PROVIDED DATA ▸

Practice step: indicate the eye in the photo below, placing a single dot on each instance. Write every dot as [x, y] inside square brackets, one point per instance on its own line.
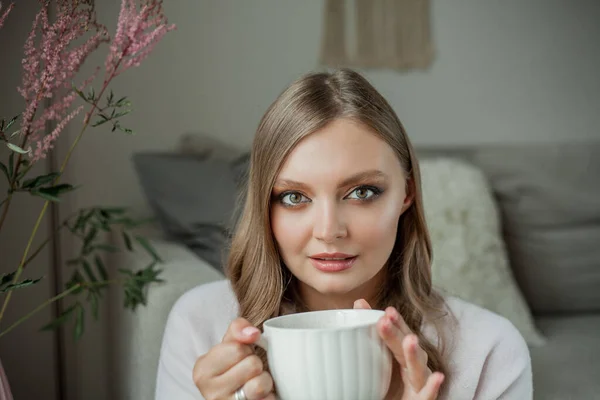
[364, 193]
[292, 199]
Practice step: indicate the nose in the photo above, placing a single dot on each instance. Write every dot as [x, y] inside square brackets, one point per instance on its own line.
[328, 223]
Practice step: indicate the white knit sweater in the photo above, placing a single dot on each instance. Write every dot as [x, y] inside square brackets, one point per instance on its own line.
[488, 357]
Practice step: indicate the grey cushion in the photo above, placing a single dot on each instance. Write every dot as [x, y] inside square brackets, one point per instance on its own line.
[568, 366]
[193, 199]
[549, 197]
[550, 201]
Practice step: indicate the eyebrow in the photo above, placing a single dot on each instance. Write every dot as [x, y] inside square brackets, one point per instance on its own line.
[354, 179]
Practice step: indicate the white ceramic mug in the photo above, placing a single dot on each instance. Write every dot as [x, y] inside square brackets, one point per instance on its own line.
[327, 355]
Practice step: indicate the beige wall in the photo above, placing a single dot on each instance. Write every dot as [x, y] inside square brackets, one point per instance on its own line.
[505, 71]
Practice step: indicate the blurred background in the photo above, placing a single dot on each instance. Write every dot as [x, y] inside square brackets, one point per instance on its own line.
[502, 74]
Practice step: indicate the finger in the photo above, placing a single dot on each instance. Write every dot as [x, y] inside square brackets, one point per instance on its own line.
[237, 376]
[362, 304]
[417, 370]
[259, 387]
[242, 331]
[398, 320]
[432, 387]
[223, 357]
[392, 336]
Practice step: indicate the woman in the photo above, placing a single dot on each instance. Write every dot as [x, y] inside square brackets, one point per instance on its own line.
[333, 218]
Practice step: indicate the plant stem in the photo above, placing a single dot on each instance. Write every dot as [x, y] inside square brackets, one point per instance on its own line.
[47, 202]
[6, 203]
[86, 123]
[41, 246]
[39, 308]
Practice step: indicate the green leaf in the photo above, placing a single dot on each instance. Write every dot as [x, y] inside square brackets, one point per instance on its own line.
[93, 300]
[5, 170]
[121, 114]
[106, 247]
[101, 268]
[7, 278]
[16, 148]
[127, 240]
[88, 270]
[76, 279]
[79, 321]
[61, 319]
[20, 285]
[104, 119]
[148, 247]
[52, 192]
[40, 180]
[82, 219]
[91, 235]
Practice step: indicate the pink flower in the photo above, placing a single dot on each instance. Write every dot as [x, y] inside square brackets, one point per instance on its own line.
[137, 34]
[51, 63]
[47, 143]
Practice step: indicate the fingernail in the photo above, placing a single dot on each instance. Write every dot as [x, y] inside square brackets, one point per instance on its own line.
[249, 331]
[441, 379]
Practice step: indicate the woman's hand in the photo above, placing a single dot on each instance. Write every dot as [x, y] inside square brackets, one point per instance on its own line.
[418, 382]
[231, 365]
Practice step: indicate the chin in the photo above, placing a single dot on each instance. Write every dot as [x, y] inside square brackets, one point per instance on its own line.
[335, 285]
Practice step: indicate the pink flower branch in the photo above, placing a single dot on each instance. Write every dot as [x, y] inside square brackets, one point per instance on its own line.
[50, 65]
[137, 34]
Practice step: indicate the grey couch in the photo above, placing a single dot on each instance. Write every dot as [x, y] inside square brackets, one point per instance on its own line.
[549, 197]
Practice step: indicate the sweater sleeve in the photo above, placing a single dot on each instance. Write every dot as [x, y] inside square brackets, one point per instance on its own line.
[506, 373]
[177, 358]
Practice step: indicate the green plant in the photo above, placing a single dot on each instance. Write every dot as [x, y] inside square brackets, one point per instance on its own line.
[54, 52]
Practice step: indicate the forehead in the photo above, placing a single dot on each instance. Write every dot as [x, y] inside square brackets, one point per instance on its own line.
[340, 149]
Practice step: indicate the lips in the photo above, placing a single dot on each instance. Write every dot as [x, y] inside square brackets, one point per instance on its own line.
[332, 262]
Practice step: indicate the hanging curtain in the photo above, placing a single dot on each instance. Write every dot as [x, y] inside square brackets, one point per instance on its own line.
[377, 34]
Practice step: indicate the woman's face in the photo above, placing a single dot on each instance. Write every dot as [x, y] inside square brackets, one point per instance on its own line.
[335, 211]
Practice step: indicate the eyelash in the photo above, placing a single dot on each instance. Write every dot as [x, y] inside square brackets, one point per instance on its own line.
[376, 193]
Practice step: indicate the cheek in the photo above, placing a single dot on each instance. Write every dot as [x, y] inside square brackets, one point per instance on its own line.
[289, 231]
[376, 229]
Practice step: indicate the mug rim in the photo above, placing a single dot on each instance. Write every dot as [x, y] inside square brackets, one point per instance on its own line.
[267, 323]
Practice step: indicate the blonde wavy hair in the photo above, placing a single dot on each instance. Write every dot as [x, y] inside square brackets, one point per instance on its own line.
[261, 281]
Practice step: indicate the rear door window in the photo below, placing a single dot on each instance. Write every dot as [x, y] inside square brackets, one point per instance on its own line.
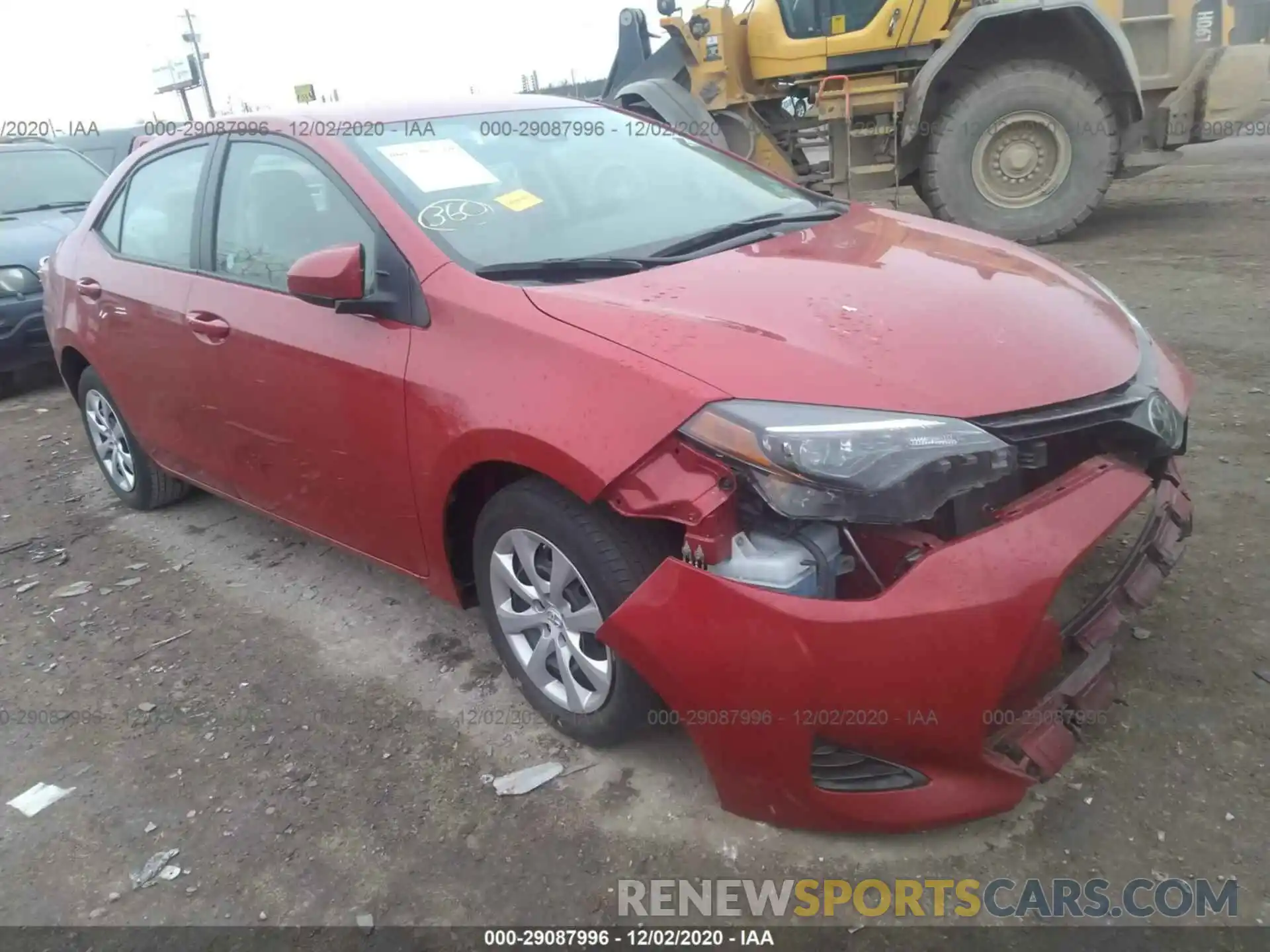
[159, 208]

...

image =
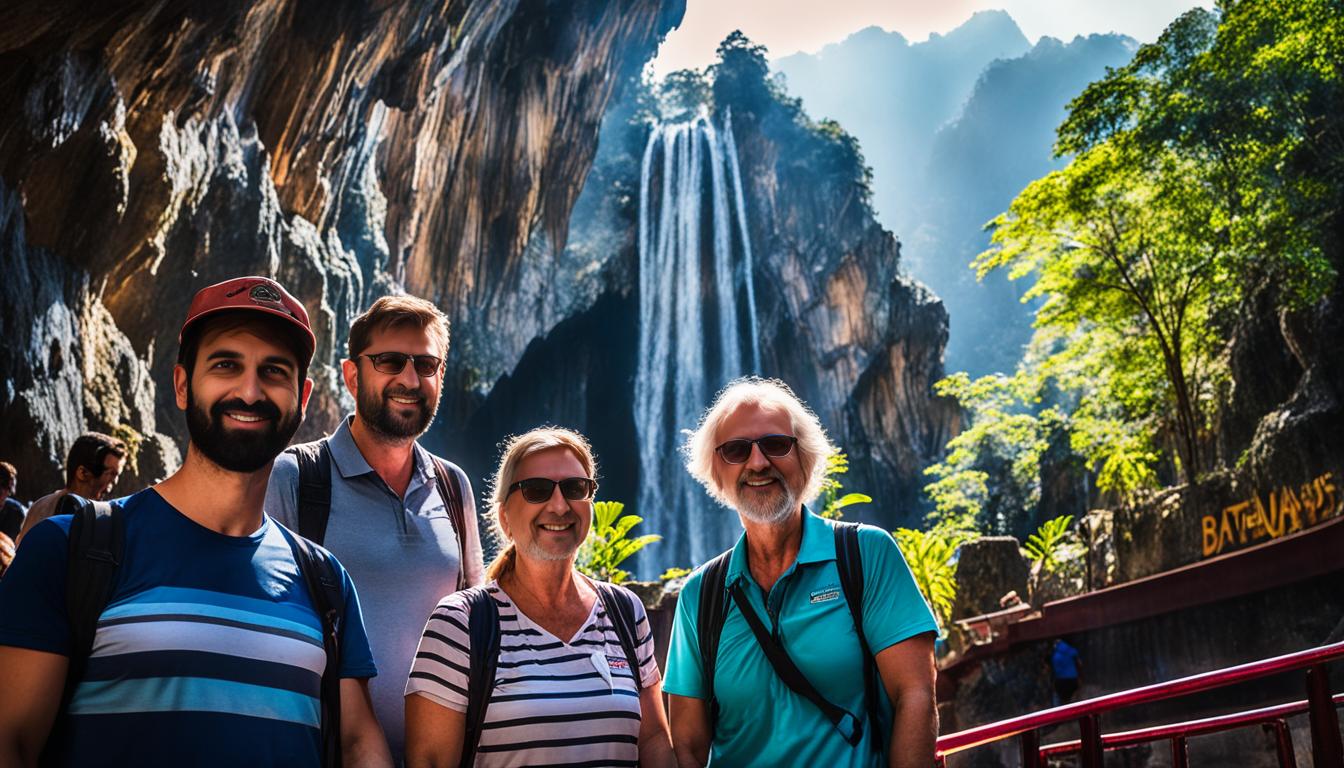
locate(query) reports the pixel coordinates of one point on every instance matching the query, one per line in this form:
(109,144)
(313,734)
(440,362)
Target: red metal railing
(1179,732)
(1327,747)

EXERCISE BRIEF ▸ Count the lines in the data above that contain the word "grey" with the same capitalization, and reply with that number alone.

SOLUTION TO THIS TASK ▸ 2